6.8 Markov chain diagnostics
How do we know if a MCMC process is “good”?
- Primary tools:
- Trace plots
- Effective sample size
- Autocorrelation
- R-hat
- With trace plots, look for good mixing and compare parallel chains.
- Effective sample size takes into account the correlation between samples. (best if > 10% of actual samples)
neff_ratio(bb_sim, pars = c("pi"))
## [1] 0.3609688
# Density plots of individual chains
mcmc_dens_overlay(bb_sim, pars = "pi") +
ylab("density")
- Autocorrelation measures the correlation between pairs of Markov chain values that are Lag “steps” apart
mcmc_acf(bb_sim, pars = "pi")
## Warning: The `facets` argument of `facet_grid()` is deprecated as of ggplot2 2.2.0.
## ℹ Please use the `rows` argument instead.
## ℹ The deprecated feature was likely used in the bayesplot package.
## Please report the issue at <https://github.com/stan-dev/bayesplot/issues/>.

* Saved entries

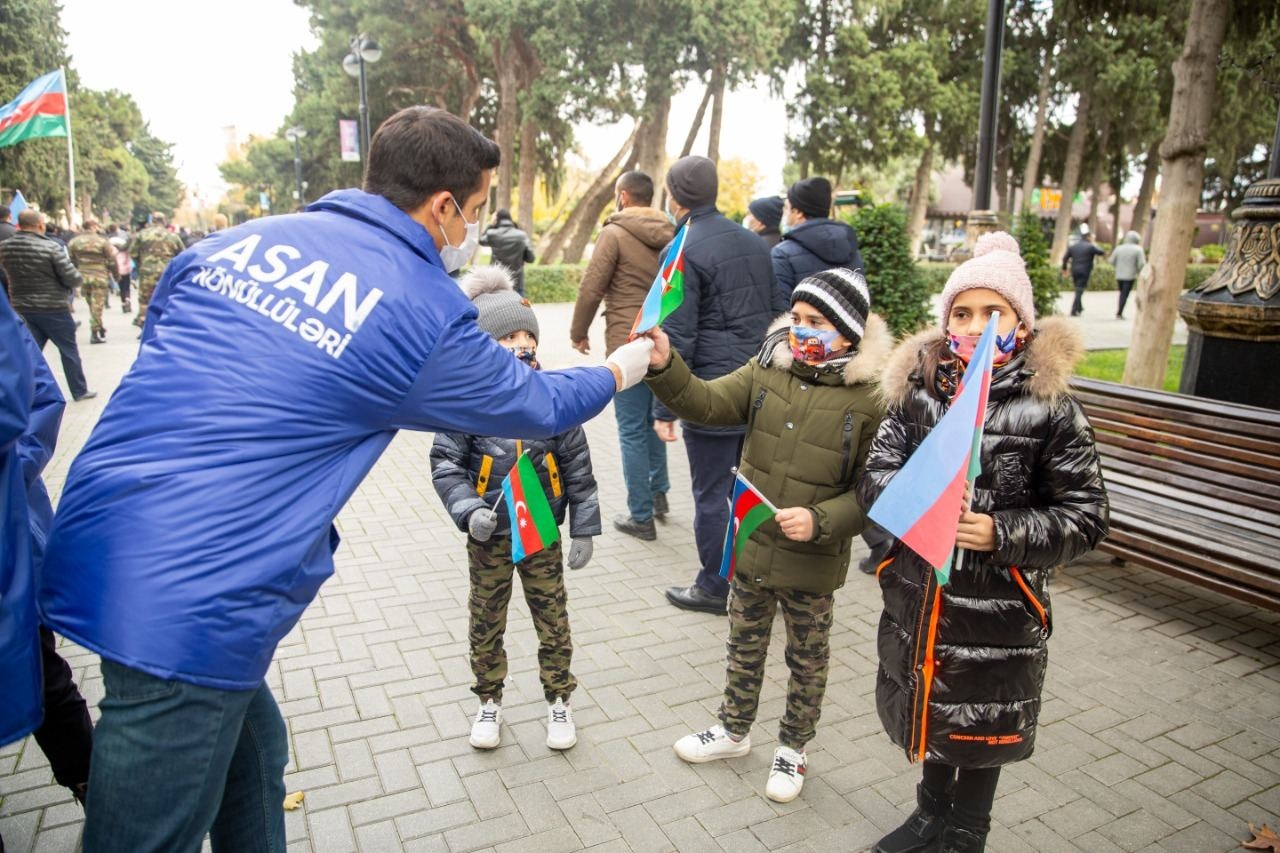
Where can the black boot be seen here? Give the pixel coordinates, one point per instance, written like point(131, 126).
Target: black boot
point(956, 839)
point(922, 829)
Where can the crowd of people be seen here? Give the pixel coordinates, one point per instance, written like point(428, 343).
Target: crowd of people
point(344, 327)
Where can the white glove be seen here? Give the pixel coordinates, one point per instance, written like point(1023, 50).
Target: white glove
point(481, 524)
point(631, 360)
point(580, 552)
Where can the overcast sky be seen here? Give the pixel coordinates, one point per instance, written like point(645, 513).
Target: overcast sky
point(231, 64)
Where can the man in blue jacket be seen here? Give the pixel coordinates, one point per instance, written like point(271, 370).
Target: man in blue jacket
point(812, 242)
point(730, 299)
point(278, 360)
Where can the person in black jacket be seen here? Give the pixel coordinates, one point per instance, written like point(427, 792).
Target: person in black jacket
point(730, 299)
point(961, 666)
point(810, 241)
point(41, 282)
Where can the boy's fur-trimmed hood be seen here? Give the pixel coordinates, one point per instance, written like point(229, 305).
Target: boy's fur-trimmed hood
point(865, 365)
point(1047, 365)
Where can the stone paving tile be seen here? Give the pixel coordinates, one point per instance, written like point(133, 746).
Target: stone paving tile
point(1147, 742)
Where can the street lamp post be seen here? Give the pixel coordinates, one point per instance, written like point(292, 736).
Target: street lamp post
point(295, 135)
point(364, 49)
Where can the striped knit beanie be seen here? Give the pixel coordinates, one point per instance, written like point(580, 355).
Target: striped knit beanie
point(842, 297)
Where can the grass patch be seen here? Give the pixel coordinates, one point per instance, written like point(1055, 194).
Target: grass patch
point(1109, 365)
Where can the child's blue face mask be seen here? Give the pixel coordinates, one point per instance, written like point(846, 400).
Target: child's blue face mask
point(813, 346)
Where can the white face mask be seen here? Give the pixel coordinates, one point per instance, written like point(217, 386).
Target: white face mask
point(455, 256)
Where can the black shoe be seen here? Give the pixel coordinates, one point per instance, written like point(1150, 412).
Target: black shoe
point(922, 829)
point(632, 528)
point(696, 598)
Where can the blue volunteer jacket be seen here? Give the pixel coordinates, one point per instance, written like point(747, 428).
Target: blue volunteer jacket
point(19, 643)
point(278, 360)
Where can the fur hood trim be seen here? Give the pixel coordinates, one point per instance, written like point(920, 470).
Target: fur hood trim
point(1048, 361)
point(864, 366)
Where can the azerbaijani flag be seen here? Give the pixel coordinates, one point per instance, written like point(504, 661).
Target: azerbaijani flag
point(922, 503)
point(748, 510)
point(533, 524)
point(667, 291)
point(37, 112)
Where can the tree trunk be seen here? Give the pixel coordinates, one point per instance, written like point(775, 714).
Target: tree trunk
point(717, 87)
point(696, 126)
point(604, 178)
point(1183, 167)
point(507, 119)
point(920, 196)
point(1070, 178)
point(1142, 206)
point(1031, 177)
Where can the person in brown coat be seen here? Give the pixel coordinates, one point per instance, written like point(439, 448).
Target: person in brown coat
point(622, 269)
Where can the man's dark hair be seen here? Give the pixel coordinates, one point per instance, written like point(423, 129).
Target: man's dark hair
point(423, 150)
point(636, 185)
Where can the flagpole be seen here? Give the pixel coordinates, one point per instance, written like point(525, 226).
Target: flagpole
point(71, 156)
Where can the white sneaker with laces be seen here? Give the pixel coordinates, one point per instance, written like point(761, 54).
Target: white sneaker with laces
point(711, 744)
point(484, 731)
point(561, 731)
point(786, 776)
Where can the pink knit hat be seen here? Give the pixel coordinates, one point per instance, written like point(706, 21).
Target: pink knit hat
point(996, 264)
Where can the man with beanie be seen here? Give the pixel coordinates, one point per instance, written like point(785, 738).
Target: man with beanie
point(278, 361)
point(730, 299)
point(764, 217)
point(812, 241)
point(622, 268)
point(510, 245)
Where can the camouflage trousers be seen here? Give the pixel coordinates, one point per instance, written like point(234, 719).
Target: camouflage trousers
point(808, 619)
point(542, 576)
point(95, 293)
point(145, 291)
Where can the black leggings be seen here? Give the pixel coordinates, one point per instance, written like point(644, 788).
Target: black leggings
point(973, 793)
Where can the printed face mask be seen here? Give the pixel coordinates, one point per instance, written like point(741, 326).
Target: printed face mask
point(813, 346)
point(455, 256)
point(964, 345)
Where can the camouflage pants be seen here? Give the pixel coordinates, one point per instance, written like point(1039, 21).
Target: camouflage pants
point(95, 293)
point(808, 617)
point(145, 290)
point(542, 576)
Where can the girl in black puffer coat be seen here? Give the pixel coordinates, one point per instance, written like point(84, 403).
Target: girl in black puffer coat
point(961, 666)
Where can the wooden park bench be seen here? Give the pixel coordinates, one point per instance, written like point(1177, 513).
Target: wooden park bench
point(1194, 487)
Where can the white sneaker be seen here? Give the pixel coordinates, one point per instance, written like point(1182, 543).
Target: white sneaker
point(786, 776)
point(484, 730)
point(711, 744)
point(561, 731)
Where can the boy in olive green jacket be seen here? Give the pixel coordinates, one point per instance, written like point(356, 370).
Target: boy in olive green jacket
point(810, 407)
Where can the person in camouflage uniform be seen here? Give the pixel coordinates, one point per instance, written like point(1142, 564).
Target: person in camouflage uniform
point(467, 473)
point(810, 409)
point(94, 256)
point(152, 249)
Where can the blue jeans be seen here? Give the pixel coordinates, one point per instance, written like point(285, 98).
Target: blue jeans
point(644, 455)
point(712, 457)
point(173, 762)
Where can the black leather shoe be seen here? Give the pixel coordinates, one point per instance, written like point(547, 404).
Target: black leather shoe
point(632, 528)
point(659, 506)
point(696, 598)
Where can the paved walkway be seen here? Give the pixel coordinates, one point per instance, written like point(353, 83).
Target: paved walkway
point(1161, 723)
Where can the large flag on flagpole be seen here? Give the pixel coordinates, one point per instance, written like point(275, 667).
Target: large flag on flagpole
point(667, 291)
point(533, 524)
point(920, 505)
point(40, 110)
point(749, 509)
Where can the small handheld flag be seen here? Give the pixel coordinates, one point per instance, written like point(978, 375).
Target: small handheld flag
point(667, 291)
point(922, 503)
point(748, 510)
point(533, 524)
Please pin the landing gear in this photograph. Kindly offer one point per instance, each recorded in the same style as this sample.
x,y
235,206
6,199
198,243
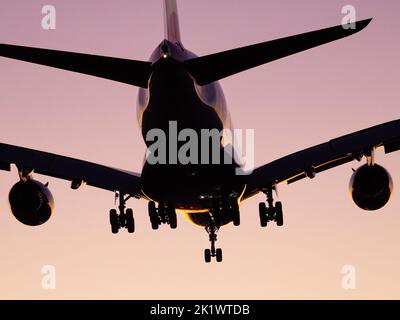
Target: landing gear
x,y
123,219
164,214
228,207
212,230
270,212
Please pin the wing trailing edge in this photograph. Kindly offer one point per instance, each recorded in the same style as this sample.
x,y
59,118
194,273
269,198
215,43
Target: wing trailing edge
x,y
127,71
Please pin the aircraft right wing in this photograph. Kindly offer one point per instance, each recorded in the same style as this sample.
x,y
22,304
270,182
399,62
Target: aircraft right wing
x,y
131,72
220,65
311,161
69,169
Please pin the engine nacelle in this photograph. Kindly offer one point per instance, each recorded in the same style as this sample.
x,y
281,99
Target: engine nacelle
x,y
371,187
31,202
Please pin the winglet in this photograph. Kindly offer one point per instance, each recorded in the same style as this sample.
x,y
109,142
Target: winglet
x,y
171,21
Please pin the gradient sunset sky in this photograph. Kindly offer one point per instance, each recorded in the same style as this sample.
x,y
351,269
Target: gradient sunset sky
x,y
292,104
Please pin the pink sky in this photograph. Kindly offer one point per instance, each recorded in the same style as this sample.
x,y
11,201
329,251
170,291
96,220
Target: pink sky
x,y
292,104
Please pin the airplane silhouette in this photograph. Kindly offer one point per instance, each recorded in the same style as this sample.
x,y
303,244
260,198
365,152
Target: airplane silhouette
x,y
176,86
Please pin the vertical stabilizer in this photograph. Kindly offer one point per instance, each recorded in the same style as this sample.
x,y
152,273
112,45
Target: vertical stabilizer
x,y
171,21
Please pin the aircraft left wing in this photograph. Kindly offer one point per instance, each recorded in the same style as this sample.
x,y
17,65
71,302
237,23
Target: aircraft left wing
x,y
69,169
311,161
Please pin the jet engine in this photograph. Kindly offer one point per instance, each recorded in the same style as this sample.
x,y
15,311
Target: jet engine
x,y
31,202
371,187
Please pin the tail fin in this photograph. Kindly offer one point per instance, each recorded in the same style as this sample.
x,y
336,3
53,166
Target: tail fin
x,y
171,21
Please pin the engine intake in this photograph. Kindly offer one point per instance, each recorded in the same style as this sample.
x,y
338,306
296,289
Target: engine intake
x,y
371,187
31,202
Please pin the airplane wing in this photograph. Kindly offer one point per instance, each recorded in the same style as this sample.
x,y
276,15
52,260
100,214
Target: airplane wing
x,y
220,65
131,72
69,169
311,161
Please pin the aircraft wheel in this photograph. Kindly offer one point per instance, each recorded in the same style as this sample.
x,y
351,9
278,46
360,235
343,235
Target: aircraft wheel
x,y
207,255
236,214
173,222
153,215
262,208
130,221
114,221
219,254
279,214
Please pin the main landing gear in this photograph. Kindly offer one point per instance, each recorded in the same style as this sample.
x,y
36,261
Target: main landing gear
x,y
212,230
164,214
271,212
123,218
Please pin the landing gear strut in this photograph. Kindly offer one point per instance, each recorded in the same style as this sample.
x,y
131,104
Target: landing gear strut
x,y
271,212
161,215
212,230
123,218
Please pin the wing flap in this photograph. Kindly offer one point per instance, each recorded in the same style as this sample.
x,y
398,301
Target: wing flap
x,y
333,153
70,169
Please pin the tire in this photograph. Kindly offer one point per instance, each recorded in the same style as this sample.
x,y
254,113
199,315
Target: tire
x,y
279,214
207,255
262,208
236,214
219,254
114,221
173,222
153,215
130,221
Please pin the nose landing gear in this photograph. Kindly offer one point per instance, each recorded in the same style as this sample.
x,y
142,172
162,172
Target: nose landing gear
x,y
161,215
123,219
271,212
212,230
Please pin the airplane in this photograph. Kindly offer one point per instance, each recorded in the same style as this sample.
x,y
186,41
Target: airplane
x,y
177,86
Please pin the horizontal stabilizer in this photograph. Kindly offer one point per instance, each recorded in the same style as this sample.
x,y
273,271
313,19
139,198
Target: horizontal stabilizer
x,y
217,66
126,71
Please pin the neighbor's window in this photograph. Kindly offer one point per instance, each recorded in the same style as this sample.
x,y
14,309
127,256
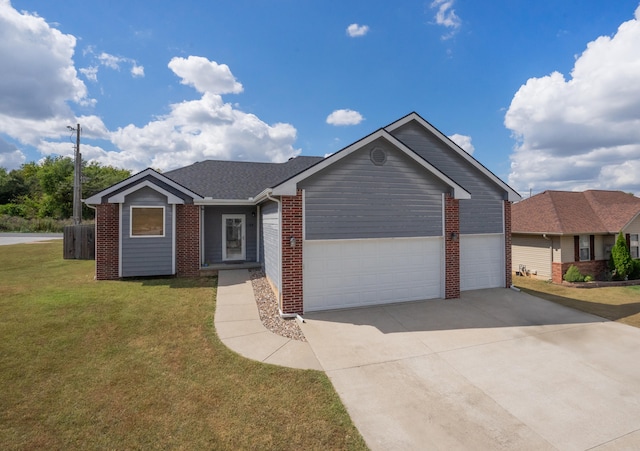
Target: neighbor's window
x,y
633,245
585,248
147,221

* EXERCISE 1
Do these statements agree with the Markov chain diagnostics notes? Answer yes or no for each, quoting the words that decide it.
(a) Effective sample size is best when it is more than 10% of the actual samples.
(b) The effective sample size ratio reported for "pi" is above 0.5.
(c) Trace plots are used to compare parallel chains.
* EXERCISE 2
Answer these from the Markov chain diagnostics notes:
(a) Which tool is listed last among the primary tools?
(b) Which function produces the autocorrelation plot for "pi"?
(c) Which argument does the warning recommend using instead of `facets`?
* EXERCISE 3
In the Markov chain diagnostics notes, why does the warning direct users to report the issue on the bayesplot issues page?

* YOUR SOLUTION 1
(a) Yes: "(best if > 10% of actual samples)"
(b) No: "## [1] 0.3609688"
(c) Yes: "With trace plots, look for good mixing and compare parallel chains."

* YOUR SOLUTION 2
(a) R-hat
(b) mcmc_acf
(c) `rows`

* YOUR SOLUTION 3
The warning says that the deprecated `facets` feature of `facet_grid()` was likely used in the bayesplot package. For that reason, it points users to the bayesplot issues page.